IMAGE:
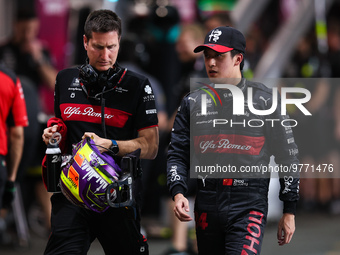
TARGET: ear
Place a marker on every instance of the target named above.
(85, 41)
(238, 58)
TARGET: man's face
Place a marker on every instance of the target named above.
(102, 49)
(222, 65)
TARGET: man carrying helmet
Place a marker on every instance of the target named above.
(114, 107)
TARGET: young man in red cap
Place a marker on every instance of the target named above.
(231, 207)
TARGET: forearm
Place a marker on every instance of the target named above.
(147, 141)
(16, 144)
(48, 74)
(148, 150)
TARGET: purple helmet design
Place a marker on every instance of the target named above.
(85, 178)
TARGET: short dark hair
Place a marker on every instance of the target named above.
(233, 53)
(102, 21)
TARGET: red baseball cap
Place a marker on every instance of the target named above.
(223, 39)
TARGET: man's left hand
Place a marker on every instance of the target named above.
(286, 228)
(102, 143)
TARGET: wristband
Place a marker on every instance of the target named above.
(114, 147)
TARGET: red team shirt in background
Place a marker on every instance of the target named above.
(12, 107)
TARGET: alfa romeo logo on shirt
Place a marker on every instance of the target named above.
(148, 89)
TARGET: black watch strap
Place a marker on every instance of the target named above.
(114, 147)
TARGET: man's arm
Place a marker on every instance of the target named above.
(16, 145)
(147, 141)
(181, 208)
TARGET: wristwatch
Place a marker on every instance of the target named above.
(114, 147)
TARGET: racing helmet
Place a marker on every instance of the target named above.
(85, 178)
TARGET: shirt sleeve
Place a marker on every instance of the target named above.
(179, 151)
(18, 111)
(57, 111)
(285, 151)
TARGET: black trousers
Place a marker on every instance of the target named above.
(73, 229)
(238, 228)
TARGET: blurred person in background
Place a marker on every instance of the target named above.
(313, 134)
(192, 66)
(13, 119)
(30, 59)
(128, 100)
(333, 39)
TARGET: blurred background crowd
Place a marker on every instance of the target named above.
(285, 38)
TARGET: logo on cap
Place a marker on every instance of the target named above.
(216, 34)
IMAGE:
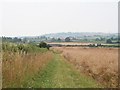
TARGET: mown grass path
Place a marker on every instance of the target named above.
(60, 74)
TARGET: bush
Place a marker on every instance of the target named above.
(44, 45)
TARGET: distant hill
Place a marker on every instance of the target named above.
(78, 34)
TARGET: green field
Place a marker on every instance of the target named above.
(60, 74)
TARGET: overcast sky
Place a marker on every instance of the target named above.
(32, 17)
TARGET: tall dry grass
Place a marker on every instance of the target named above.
(99, 63)
(16, 67)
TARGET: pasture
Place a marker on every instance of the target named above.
(99, 63)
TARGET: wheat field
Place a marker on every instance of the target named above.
(99, 63)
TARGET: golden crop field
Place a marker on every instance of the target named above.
(99, 63)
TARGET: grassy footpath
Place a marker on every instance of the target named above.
(60, 74)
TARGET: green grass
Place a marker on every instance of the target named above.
(60, 74)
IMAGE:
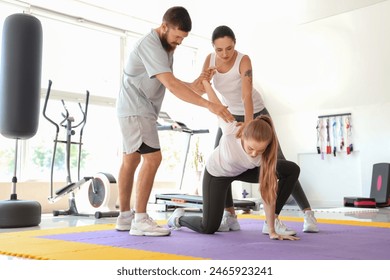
^^^^^^^^^^^^^^^^
Please reproduce the stretch of entries above from the line containing "TARGET: blurred background crowd" through the end of the entries, with the requests unchanged and every coordinate in the answers multiplied by 0.6 and rounded to whole numbers, halves up. Omit the pictures.

_Final answer_
TARGET: blurred background crowd
Place a marker on every instance of the target named above.
(171, 23)
TARGET: logo on cap
Place a marker on every instance of the target named above.
(130, 20)
IMAGE:
TARGET: mown grass path
Place a marker on every instance of the target named above.
(36, 44)
TARGET: bush
Place a marker on every instance of the target named above.
(26, 27)
TARGET: distant hill
Place a marker on every instance of the target named above.
(47, 20)
TARGET: green field
Place a marker on every instance of the target named above.
(36, 44)
TARGET: overcast sky
Place a marker on every instance of the target named above.
(19, 10)
TARGET: tall dry grass
Place a marker on every instance of the target named above.
(59, 38)
(10, 40)
TARGET: pasture
Place a marker on every instance of the target named above.
(59, 38)
TARGET: wheat field
Place a marker on every instance of the target named above.
(59, 38)
TARGET: golden crop field
Place a marker on every instance of the target named above.
(59, 38)
TARGET: grassy footpath
Place a marker on every instance of the target named above.
(36, 44)
TARGET: green grass
Place a marker on every instance of the target named above.
(36, 44)
IMAGE:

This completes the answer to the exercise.